→ **EXERCISE DATA**:
------------------------------------------------------------------------

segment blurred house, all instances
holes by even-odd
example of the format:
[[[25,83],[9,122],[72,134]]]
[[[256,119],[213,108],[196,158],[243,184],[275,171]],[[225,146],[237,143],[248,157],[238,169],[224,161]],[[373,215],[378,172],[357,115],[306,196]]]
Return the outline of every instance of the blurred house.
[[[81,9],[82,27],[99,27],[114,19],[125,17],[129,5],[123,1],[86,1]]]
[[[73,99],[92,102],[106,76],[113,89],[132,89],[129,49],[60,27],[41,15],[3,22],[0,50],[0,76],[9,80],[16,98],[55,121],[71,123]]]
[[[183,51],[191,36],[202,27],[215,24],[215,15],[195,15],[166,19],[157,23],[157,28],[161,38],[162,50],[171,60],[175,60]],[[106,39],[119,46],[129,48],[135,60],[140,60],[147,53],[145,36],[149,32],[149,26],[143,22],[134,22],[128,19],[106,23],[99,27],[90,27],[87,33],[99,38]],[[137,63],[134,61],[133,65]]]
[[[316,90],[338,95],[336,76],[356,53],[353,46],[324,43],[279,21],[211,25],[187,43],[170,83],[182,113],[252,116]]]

------------------------------------------------------------------------

→ **AIM OF THE EXERCISE**: Transcribe every entry word for word.

→ **RESULT OF THE EXERCISE**:
segment blurred house, all instances
holes by even-odd
example of the format:
[[[25,83],[9,122],[72,134]]]
[[[256,119],[213,108],[196,158],[243,184],[275,171]],[[225,146],[237,143],[248,157],[238,169],[224,161]],[[373,215],[378,172],[357,115],[306,196]]]
Return the outline of every instance of the blurred house.
[[[81,9],[82,27],[99,27],[114,19],[125,17],[129,5],[123,1],[86,1]]]
[[[73,99],[92,102],[106,76],[113,89],[132,89],[129,49],[60,27],[41,15],[3,22],[0,50],[0,76],[9,80],[16,98],[55,121],[71,123]]]
[[[183,51],[191,36],[202,27],[215,24],[215,15],[195,15],[166,19],[157,23],[157,28],[161,38],[162,50],[171,60],[175,60]],[[106,39],[119,46],[129,48],[135,60],[140,60],[147,53],[145,36],[149,32],[149,26],[143,22],[134,22],[128,19],[106,23],[99,27],[90,27],[87,33],[99,38]],[[137,63],[134,61],[133,65]]]
[[[316,90],[338,95],[336,76],[356,53],[353,46],[324,43],[279,21],[211,25],[187,43],[170,83],[182,113],[252,116]]]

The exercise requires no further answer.